* _What to do_: Give every line below as a Markdown table with two columns, No. for the row number and Line for the line itself, leaving out blank lines.
· · ·
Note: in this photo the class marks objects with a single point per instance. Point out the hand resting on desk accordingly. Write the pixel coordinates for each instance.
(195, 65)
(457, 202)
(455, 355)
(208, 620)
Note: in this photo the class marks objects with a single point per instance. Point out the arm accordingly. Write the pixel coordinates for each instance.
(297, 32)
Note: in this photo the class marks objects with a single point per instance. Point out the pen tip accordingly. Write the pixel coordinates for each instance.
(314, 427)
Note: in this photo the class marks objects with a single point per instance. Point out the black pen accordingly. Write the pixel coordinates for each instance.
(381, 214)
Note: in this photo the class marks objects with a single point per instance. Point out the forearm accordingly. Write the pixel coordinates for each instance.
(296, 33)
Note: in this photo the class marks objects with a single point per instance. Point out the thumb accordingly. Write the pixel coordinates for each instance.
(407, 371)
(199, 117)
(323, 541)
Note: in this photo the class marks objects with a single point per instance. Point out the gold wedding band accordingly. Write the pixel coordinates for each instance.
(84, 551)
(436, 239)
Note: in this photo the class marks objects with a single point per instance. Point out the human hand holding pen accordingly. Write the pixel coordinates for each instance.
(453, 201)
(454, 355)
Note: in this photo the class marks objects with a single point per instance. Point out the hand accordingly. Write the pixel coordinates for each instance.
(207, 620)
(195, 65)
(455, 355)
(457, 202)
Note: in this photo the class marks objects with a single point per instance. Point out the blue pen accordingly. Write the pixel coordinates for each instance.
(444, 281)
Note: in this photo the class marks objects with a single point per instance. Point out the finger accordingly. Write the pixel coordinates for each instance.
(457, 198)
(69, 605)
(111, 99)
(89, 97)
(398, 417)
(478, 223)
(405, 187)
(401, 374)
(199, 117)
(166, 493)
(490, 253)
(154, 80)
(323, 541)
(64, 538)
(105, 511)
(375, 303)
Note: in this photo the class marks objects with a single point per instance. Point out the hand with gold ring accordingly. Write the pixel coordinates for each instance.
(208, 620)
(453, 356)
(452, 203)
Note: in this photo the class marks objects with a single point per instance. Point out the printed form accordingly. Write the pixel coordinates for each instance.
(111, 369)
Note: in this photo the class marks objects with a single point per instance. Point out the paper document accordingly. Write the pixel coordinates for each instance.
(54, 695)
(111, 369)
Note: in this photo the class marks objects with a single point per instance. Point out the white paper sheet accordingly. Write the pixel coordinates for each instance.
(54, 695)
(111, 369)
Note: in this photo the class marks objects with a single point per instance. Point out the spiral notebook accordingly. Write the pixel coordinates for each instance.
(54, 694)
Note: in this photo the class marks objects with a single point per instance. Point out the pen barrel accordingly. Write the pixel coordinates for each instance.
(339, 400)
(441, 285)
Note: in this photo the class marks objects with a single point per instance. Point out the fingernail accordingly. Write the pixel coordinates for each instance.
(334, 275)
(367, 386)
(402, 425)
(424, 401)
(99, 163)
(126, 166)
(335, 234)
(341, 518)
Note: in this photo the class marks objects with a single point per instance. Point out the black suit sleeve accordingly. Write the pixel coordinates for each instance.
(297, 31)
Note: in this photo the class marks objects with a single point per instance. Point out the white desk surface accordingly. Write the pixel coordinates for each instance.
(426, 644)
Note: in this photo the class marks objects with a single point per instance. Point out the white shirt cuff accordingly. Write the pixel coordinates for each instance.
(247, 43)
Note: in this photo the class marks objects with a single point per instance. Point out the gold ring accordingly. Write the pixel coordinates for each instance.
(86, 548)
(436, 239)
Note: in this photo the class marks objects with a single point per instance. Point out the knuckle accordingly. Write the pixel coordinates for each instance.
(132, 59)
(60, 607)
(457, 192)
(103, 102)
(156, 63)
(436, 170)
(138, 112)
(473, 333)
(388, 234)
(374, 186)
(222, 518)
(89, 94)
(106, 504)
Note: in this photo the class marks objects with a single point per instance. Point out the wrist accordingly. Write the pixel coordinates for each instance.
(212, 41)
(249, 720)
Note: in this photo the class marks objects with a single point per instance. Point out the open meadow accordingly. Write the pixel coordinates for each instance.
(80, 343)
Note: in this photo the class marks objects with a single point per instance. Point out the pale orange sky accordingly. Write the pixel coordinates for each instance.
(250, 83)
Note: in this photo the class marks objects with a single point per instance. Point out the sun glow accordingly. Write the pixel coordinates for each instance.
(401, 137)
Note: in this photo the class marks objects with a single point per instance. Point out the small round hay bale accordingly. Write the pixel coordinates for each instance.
· · ·
* _Reply to the exercise_:
| No. | Line |
|---|---|
| 1 | Note: in this photo the class marks objects with a single point per instance. Point out the hand resting on desk accordingly. Write the pixel coordinates for each instance. |
| 2 | (195, 65) |
| 3 | (457, 202) |
| 4 | (455, 355) |
| 5 | (208, 620) |
| 6 | Note: in this photo the class marks objects with a single point per instance. Point out the arm accordingly. Write the pixel coordinates for each instance. |
| 7 | (297, 32) |
| 8 | Note: in this photo the class marks objects with a single point per instance. Point out the pen tip accordingly. Write the pixel coordinates for each instance. |
| 9 | (314, 427) |
| 10 | Note: in this photo the class marks objects with a single point per instance. Point out the black pen accordingly. Write the pixel coordinates for each instance. |
| 11 | (381, 214) |
| 12 | Note: in this photo the class marks objects with a single point per instance. Point out the forearm accordingly. Write the pixel coordinates for each instance. |
| 13 | (296, 33) |
| 14 | Note: in this photo the class marks objects with a single point per instance. Point out the thumb accordingly. Write the pixel coordinates for each instance. |
| 15 | (407, 371) |
| 16 | (199, 117) |
| 17 | (323, 541) |
| 18 | Note: in this photo the class marks objects with a single point per instance. Point out the gold wedding band accordingly. Write the pixel coordinates for each instance. |
| 19 | (84, 551) |
| 20 | (436, 239) |
| 21 | Note: in this photo the class marks objects with a single point per instance. Point out the human hand holding pen accordingly. Write the pixel coordinates for each instance. |
| 22 | (453, 201) |
| 23 | (454, 355) |
| 24 | Note: in this photo the class marks objects with a single point per instance. Point out the hand accordingly. Write the pixel coordinates for each instance. |
| 25 | (207, 620) |
| 26 | (195, 65) |
| 27 | (455, 355) |
| 28 | (457, 202) |
| 29 | Note: in this photo the class marks objects with a single point per instance. Point out the blue pen accordingly. Write the pixel coordinates for each instance. |
| 30 | (444, 281) |
| 31 | Note: in this photo the class marks objects with a single point per instance. Point out the finger accordingly. Write the pixel coordinates for each instance. |
| 32 | (457, 198) |
| 33 | (69, 605) |
| 34 | (111, 99) |
| 35 | (89, 97) |
| 36 | (398, 417) |
| 37 | (478, 223) |
| 38 | (405, 187) |
| 39 | (401, 374) |
| 40 | (199, 117) |
| 41 | (166, 493) |
| 42 | (490, 253) |
| 43 | (154, 80) |
| 44 | (323, 541) |
| 45 | (64, 538) |
| 46 | (105, 511) |
| 47 | (375, 303) |
| 48 | Note: in this photo the class marks objects with a single point per instance. Point out the hand with gold ring accordingly. Write the pixel coordinates for each instance. |
| 49 | (208, 620) |
| 50 | (453, 356) |
| 51 | (452, 203) |
| 52 | Note: in this photo the class marks objects with a single point per instance. Point out the printed form accordingly. Write the pixel coordinates for each instance. |
| 53 | (111, 369) |
| 54 | Note: in this photo the class marks objects with a single point per instance. Point out the paper document accordingly. Write the pixel coordinates for each instance. |
| 55 | (54, 695) |
| 56 | (111, 369) |
| 57 | Note: in this photo the class marks objects with a single point per instance. Point out the white paper sheet accordingly. Write the pixel coordinates for each instance. |
| 58 | (54, 695) |
| 59 | (111, 369) |
| 60 | Note: in this photo the class marks objects with a single point per instance. Point out the spiral notebook accordingly. Write the pixel coordinates for each instance. |
| 61 | (54, 694) |
| 62 | Note: in this photo the class marks objects with a single point per instance. Point out the pen barrel accordingly. Write the pixel coordinates for each instance. |
| 63 | (339, 400) |
| 64 | (441, 285) |
| 65 | Note: in this photo the class marks objects with a single point per instance. Point out the fingernail accordingly. Write the pixel coordinates for each instance. |
| 66 | (334, 275) |
| 67 | (367, 386) |
| 68 | (402, 425) |
| 69 | (424, 401) |
| 70 | (99, 163) |
| 71 | (126, 166) |
| 72 | (335, 234) |
| 73 | (341, 518) |
| 74 | Note: in this photo the class marks objects with a single point per instance. Point out the black suit sleeve accordingly. Write the pixel coordinates for each instance. |
| 75 | (297, 31) |
| 76 | Note: in this photo the class marks objects with a single point per instance. Point out the white desk surface accordingly. Write the pixel coordinates for each instance. |
| 77 | (426, 644) |
| 78 | Note: in this photo the class marks objects with a single point per instance. Point out the white shirt cuff accordingly. Write the pixel coordinates for each instance. |
| 79 | (247, 43) |
| 80 | Note: in this photo the class marks objects with a single point per instance. Point out the gold ring accordingly. Write the pixel coordinates for each instance. |
| 81 | (86, 548) |
| 82 | (436, 239) |
| 83 | Note: in this photo the class marks objects with a single point per instance. Point out the knuckle accordingly. Write the pixel coordinates for each instance. |
| 84 | (132, 59) |
| 85 | (60, 607) |
| 86 | (457, 192) |
| 87 | (103, 102) |
| 88 | (156, 63) |
| 89 | (436, 170) |
| 90 | (138, 112) |
| 91 | (473, 333) |
| 92 | (388, 234) |
| 93 | (374, 186) |
| 94 | (222, 518) |
| 95 | (89, 94) |
| 96 | (106, 504) |
| 97 | Note: in this photo the class marks objects with a single point per instance. Point out the wrist accordingly. Write the pixel coordinates for each instance. |
| 98 | (212, 41) |
| 99 | (249, 720) |
| 100 | Note: in this photo the class marks objects with a single point per instance. Point out the open meadow accordingly. Write the pixel coordinates for each instance. |
| 101 | (80, 343) |
| 102 | Note: in this photo the class marks objects with a single point per instance. Point out the pale orange sky accordingly. Write the pixel coordinates for each instance. |
| 103 | (250, 83) |
| 104 | Note: in this photo the class marks objects with a single point per instance. Point out the sun glow accordingly. Write the pixel coordinates for each instance. |
| 105 | (401, 137) |
| 106 | Note: in this photo the class marks objects with a single point per instance. Point out the small round hay bale accordingly. Write the pixel coordinates for each instance. |